What this exercise asks
(A) Summarize the LiteLLM and OpenObserve page below in two sentences.
(B) Give every variable name that the LiteLLM and OpenObserve page below assigns in its .env file.
(C) Answer these questions from the LiteLLM and OpenObserve page below:
(i) Which Python version does it require?
(ii) What is the default OpenObserve URL for a self-hosted instance?
(iii) Which two models does the loop under "Calling multiple providers" iterate over?

Text under study
-----
LiteLLM → OpenObserve
Automatically capture token usage, latency, and model metadata for every LiteLLM completion call in your Python application. LiteLLM's unified interface lets you switch between 100+ providers while keeping a single instrumentation setup.
Prerequisites
- Python 3.9+
- An OpenObserve account (cloud or self-hosted)
- Your OpenObserve organisation ID and Base64-encoded auth token
- API keys for whichever providers you call through LiteLLM
Installation
Configuration
Create a .env file in your project root:
# OpenObserve instance URL
# Default for self-hosted: http://localhost:5080
OPENOBSERVE_URL=https://api.openobserve.ai/
# Your OpenObserve organisation slug or ID
OPENOBSERVE_ORG=your_org_id
# Basic auth token — Base64-encoded "email:password"
OPENOBSERVE_AUTH_TOKEN=Basic <your_base64_token>
# Provider keys — add whichever backends you use
OPENAI_API_KEY=your-openai-key
ANTHROPIC_API_KEY=your-anthropic-key
Instrumentation
Call LiteLLMInstrumentor().instrument() before importing LiteLLM.
from dotenv import load_dotenv
load_dotenv()
from openinference.instrumentation.litellm import LiteLLMInstrumentor
from openobserve import openobserve_init
LiteLLMInstrumentor().instrument()
openobserve_init()
import litellm
response = litellm.completion(
model="gpt-4o-mini",
messages=[{"role": "user", "content": "Explain distributed tracing in one sentence."}],
)
print(response.choices[0].message.content)
Calling multiple providers
Because LiteLLM normalises the interface, switching models produces separate spans with different llm_model_name values — useful for comparing providers side by side.
for model in ["gpt-4o-mini", "gpt-4o"]:
response = litellm.completion(
model=model,
messages=[{"role": "user", "content": "What is OpenTelemetry?"}],
)
print(f"{model}: {response.choices[0].message.content}")
What Gets Captured
Each litellm.completion call produces one LLM span.
-----
Referring expression data
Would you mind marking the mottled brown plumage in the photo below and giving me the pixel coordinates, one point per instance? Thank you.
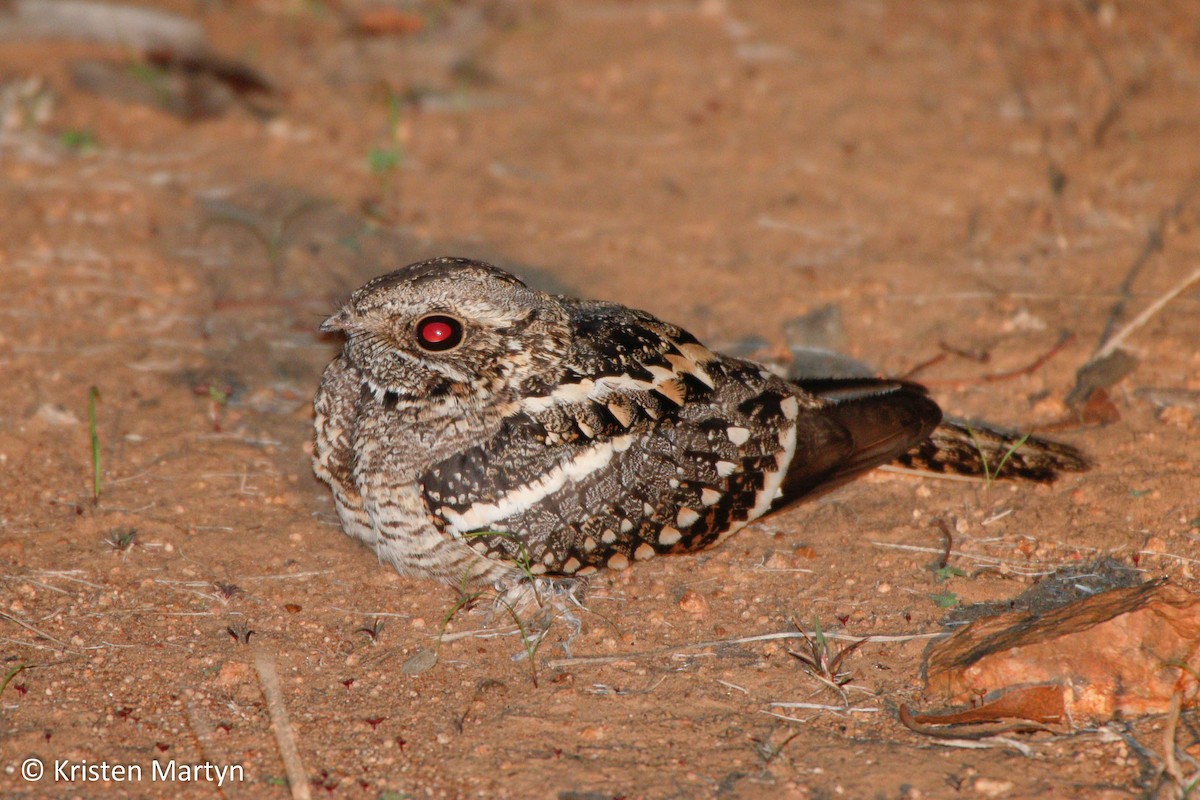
(477, 431)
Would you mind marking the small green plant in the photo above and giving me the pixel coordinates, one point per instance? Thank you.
(12, 673)
(946, 600)
(271, 234)
(531, 643)
(522, 558)
(121, 539)
(154, 77)
(945, 573)
(79, 140)
(820, 660)
(93, 396)
(388, 158)
(769, 752)
(989, 474)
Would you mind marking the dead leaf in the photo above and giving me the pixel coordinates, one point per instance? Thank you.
(1123, 650)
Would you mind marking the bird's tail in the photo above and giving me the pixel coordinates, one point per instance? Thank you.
(961, 447)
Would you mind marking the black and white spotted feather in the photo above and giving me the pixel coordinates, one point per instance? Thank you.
(562, 435)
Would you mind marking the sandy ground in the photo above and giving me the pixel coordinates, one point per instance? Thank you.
(965, 176)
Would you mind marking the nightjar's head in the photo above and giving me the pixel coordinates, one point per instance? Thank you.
(451, 328)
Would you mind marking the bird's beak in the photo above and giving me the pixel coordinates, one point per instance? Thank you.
(339, 322)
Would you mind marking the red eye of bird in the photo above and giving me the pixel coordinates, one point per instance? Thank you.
(438, 332)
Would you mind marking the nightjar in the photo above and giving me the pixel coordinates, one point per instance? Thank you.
(477, 431)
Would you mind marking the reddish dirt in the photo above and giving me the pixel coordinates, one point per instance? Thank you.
(983, 175)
-----
Exercise answers
(A) The page describes automatically capturing token usage, latency, and model metadata for every LiteLLM completion call in a Python application, with a single instrumentation setup across LiteLLM's 100+ providers. It lists prerequisites and .env settings, and explains that LiteLLMInstrumentor().instrument() must be called before LiteLLM is imported and that each litellm.completion call produces one LLM span.

(B) OPENOBSERVE_URL, OPENOBSERVE_ORG, OPENOBSERVE_AUTH_TOKEN, OPENAI_API_KEY, ANTHROPIC_API_KEY

(C)
(i) Python 3.9+
(ii) http://localhost:5080
(iii) gpt-4o-mini and gpt-4o